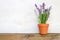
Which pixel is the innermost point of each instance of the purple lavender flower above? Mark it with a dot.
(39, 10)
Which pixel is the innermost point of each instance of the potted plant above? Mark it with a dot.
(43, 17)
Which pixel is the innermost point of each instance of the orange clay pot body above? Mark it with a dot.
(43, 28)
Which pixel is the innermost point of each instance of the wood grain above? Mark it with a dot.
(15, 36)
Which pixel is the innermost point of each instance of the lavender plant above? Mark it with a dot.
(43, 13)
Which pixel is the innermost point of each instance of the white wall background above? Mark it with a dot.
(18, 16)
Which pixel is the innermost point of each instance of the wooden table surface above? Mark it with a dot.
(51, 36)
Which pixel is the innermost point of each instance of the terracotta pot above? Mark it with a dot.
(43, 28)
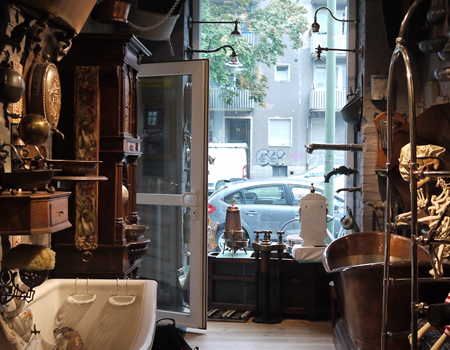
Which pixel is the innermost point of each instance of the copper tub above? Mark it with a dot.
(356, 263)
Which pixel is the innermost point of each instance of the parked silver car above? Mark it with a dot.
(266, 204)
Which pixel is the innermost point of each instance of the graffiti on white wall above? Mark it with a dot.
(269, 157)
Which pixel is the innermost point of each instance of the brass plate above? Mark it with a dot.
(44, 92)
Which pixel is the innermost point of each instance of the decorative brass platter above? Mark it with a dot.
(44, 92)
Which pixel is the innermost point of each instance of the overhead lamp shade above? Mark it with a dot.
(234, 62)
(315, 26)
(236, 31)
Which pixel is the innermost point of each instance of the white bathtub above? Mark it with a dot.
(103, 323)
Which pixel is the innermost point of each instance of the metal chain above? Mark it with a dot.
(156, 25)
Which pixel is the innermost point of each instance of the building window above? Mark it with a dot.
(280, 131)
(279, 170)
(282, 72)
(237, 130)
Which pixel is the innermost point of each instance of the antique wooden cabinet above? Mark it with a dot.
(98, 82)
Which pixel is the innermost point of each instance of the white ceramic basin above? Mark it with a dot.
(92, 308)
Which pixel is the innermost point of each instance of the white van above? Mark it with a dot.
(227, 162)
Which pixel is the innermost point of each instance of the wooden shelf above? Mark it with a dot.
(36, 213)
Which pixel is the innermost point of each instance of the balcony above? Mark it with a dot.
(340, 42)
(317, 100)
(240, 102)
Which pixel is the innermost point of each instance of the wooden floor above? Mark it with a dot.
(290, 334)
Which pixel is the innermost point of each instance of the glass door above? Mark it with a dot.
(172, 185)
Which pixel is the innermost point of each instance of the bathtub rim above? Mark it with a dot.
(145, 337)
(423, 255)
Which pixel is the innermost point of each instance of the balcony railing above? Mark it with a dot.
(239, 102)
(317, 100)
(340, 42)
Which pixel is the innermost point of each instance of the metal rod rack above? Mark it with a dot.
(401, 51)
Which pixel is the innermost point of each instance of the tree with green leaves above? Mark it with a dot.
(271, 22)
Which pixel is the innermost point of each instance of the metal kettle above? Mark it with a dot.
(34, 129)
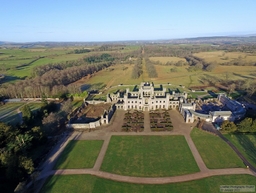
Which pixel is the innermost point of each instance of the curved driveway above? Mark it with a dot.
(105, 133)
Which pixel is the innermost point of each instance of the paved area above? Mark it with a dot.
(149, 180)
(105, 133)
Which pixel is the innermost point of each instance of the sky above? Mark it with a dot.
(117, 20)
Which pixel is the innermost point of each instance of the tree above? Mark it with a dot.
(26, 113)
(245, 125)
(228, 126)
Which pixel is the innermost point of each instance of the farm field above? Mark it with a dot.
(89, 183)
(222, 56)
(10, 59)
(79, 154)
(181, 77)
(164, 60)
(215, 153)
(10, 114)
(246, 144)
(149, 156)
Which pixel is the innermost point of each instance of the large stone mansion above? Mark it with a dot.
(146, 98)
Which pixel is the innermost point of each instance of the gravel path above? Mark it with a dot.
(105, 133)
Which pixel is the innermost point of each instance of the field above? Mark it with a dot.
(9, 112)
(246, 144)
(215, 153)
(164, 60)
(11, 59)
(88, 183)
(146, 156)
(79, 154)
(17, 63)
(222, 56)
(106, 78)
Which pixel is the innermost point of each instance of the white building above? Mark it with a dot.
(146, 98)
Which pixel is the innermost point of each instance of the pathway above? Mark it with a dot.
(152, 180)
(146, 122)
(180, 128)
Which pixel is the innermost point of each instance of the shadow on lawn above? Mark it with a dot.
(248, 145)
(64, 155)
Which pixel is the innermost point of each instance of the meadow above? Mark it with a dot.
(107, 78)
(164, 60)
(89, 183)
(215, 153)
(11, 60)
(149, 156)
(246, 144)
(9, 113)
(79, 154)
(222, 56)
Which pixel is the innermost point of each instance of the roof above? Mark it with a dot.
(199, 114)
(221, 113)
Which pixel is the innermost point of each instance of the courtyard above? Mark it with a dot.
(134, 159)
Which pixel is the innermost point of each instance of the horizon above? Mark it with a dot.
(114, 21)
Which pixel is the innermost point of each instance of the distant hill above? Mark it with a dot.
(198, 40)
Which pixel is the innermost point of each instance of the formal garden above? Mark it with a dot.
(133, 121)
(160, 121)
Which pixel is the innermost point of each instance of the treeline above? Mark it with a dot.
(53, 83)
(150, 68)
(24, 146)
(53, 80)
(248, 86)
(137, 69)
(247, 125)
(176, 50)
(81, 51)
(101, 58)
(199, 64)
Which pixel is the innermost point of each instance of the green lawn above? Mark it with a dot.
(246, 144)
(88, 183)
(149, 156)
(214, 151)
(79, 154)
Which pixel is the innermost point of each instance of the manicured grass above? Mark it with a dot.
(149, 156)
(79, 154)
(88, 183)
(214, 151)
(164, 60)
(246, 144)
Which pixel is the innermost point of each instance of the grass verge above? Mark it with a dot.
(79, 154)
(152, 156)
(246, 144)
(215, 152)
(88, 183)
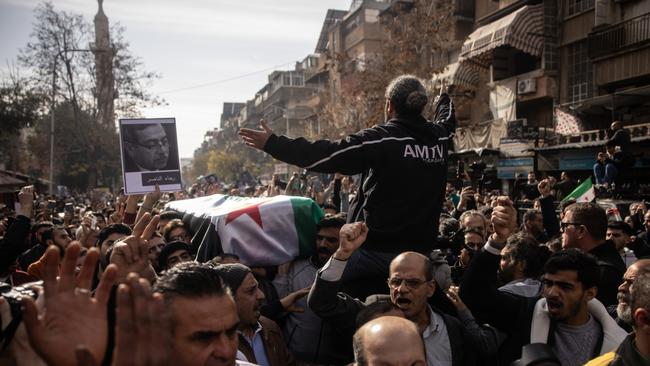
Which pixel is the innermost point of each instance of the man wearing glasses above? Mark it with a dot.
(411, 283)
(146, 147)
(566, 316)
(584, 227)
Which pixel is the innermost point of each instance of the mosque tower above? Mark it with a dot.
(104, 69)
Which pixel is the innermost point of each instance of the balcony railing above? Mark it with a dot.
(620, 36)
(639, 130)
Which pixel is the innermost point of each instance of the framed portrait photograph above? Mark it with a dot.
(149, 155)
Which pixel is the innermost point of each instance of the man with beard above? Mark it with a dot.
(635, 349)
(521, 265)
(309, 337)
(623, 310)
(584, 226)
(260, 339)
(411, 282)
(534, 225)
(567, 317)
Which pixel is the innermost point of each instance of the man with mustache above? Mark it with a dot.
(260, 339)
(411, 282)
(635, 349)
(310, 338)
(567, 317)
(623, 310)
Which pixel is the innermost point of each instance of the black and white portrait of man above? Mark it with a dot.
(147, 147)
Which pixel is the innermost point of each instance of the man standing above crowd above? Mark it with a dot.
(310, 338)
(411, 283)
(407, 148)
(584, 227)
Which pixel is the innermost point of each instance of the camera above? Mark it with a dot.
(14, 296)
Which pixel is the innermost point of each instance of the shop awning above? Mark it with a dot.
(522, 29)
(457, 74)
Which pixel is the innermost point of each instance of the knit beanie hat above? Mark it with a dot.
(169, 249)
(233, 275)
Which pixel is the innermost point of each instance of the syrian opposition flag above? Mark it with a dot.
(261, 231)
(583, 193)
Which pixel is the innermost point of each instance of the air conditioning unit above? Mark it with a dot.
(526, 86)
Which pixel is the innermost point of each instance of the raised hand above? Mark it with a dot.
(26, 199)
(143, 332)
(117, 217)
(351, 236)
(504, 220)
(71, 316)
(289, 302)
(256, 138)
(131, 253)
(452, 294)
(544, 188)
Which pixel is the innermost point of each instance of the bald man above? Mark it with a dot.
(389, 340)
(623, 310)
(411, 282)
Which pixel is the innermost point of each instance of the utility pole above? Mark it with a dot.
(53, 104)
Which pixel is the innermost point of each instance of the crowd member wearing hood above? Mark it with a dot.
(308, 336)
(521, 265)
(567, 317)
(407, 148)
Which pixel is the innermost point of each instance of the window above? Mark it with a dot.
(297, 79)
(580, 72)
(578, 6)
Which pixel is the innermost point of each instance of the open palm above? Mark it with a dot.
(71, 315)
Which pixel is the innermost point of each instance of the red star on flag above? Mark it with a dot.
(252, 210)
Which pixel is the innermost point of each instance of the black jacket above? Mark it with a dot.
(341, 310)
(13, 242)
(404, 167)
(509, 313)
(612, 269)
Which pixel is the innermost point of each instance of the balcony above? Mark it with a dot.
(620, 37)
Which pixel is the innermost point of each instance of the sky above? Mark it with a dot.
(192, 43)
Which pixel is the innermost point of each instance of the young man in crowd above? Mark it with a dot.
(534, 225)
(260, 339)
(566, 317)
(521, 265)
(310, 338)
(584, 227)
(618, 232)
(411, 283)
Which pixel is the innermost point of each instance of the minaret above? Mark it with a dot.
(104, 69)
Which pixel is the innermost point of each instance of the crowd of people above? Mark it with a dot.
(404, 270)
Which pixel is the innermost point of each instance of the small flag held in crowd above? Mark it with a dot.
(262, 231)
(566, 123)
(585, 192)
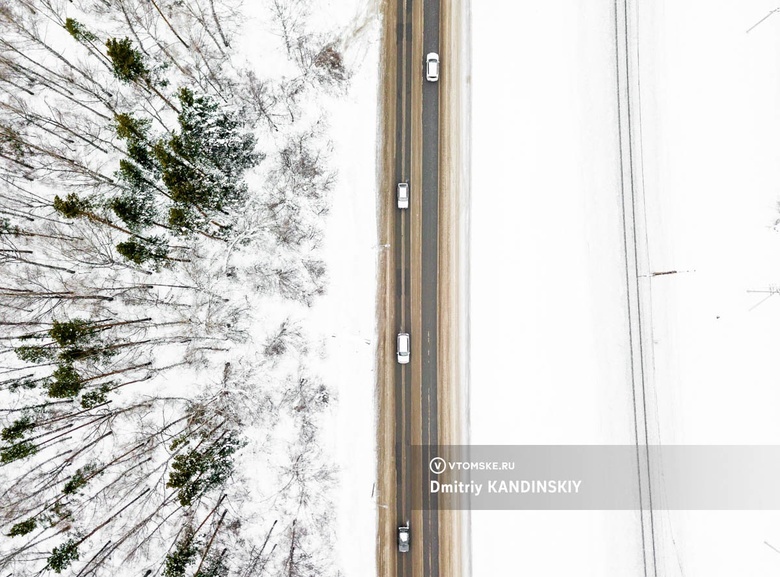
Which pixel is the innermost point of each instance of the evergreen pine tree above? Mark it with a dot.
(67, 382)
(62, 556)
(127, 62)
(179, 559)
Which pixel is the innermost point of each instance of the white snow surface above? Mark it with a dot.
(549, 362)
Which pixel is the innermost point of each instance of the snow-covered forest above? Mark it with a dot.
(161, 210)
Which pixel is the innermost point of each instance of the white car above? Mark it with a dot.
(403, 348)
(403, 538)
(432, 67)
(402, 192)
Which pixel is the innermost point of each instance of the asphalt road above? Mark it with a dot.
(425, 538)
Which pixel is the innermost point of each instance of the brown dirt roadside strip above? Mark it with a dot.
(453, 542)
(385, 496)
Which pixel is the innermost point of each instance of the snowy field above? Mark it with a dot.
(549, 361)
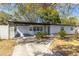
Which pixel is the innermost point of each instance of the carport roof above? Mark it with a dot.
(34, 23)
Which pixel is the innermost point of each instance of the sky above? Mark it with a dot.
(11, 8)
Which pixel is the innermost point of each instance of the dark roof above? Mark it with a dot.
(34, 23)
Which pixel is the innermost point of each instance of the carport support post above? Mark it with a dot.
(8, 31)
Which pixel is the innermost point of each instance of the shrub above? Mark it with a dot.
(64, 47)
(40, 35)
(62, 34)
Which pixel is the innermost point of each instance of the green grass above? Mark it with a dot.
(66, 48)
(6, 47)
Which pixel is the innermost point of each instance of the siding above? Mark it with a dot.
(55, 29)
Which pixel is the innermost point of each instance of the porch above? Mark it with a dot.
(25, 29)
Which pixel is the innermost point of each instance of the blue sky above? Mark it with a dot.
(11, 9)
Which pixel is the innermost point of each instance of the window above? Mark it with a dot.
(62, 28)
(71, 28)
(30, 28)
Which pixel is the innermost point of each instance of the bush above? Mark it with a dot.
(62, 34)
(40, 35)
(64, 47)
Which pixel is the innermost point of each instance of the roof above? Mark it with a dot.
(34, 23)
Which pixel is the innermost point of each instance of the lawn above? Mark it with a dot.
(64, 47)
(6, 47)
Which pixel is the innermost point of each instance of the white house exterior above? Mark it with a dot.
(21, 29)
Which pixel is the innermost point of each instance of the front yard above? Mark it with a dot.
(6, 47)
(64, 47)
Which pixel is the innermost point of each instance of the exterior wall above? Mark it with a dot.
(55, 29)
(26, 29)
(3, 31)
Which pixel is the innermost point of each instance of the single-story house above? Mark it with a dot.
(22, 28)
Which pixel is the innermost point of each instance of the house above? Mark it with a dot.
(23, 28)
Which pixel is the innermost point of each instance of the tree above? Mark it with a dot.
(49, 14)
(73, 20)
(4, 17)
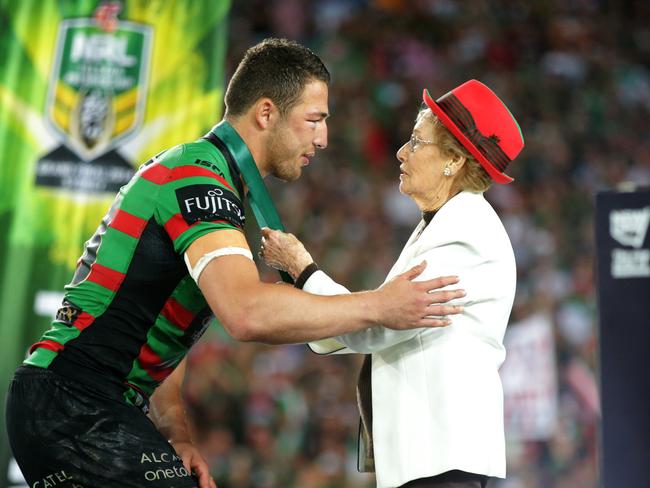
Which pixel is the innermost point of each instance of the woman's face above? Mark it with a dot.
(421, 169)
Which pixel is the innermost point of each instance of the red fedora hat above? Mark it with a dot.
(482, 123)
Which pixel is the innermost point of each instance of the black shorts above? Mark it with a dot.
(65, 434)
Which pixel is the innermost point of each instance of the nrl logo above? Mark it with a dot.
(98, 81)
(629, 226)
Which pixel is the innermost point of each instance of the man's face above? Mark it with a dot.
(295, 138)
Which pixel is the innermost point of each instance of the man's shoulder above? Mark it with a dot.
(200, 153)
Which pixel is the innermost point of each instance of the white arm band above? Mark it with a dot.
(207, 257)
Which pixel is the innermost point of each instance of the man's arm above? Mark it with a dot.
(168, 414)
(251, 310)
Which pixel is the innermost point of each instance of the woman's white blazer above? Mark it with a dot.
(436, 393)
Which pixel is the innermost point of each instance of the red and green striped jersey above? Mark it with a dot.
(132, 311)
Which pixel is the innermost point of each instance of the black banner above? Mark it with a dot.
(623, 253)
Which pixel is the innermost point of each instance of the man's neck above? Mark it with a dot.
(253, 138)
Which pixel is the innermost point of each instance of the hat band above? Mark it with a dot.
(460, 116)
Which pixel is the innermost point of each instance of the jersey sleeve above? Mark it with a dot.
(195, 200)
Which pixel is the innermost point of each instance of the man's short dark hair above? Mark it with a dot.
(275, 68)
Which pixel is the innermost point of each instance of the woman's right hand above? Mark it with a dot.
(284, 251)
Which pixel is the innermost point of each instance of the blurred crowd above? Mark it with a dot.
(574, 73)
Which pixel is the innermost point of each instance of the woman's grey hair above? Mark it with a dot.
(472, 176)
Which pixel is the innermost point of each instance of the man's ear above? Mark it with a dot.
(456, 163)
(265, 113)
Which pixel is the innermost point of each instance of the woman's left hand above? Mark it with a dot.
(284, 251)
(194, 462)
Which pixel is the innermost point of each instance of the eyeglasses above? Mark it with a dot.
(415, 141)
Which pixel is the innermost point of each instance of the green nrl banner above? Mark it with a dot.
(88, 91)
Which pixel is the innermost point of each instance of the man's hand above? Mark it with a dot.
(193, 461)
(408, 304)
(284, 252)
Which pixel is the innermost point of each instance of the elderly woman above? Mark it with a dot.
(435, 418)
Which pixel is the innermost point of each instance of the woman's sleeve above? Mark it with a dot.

## Task brief:
Give again, word for word, every line from the one holding "shoulder above? Mark it with a dot." to the end of the data.

## Written answer:
Which pixel is the innermost point of each instance of the man's shoulder above? Mark it with a dot.
(200, 153)
Which pixel is the innermost point of each instance of the white arm band above? Mark it with a dot.
(207, 257)
Which pixel is the innermost point of each instance of the man's arm above? Mark it with a dot.
(168, 414)
(251, 310)
Which pixel is the innermost point of each instance of the woman's white blazer above? Mark it with a dot.
(436, 393)
Which pixel is the innermost point of each instance of the red and green striped jersey above? Mark it with a dot.
(132, 311)
Which pixel is the innermost point of each instance of the black banner above? Mark it with a dot.
(623, 253)
Which pixel is the innermost point of each instance of the man's neck above? Mark it with a dot.
(253, 138)
Which pixel is the innermost point of each instance of the hat band above? Mark it with a dot.
(460, 116)
Which pixel is the innermost point of each instance of the jersey sleeve above? Mark it with a dot.
(195, 200)
Which pixel is the innermost point of each instance of the man's short dark hair above? Mark it with a dot.
(275, 68)
Which pixel is the innermost point of each instance of the woman's right hand above? Mark it with a dot.
(284, 251)
Which pixel is the innermost point of each instance of the blurred crowd above? Mark it with a dot.
(574, 73)
Which pixel is the innermost point of each instance of the woman's grey hair above? Mark it with a dot.
(472, 176)
Which pixel is the innermost point of each instance of the man's ear above? Mark it with a dot.
(456, 163)
(265, 113)
Which pixel is the innermost point of each instance of the woman's left hand above? Mark it with a dot.
(284, 251)
(194, 462)
Which pixel is the innermost point of each instance of the eyeglasses above? Mark it with a dot.
(415, 141)
Which pixel is the innermost point of each instance of the green nrl banner above? Mark it with a dot.
(88, 91)
Which pixel is the innermost point of each instance of the man's hand above? Mark it with a dot.
(193, 461)
(408, 304)
(284, 252)
Which pixel is the innermost point of each instance of the elderly woman above? Mark it with a dot.
(435, 418)
Which pixel is the innermost point of each instance of the woman's sleeve above? Mark it with a dot.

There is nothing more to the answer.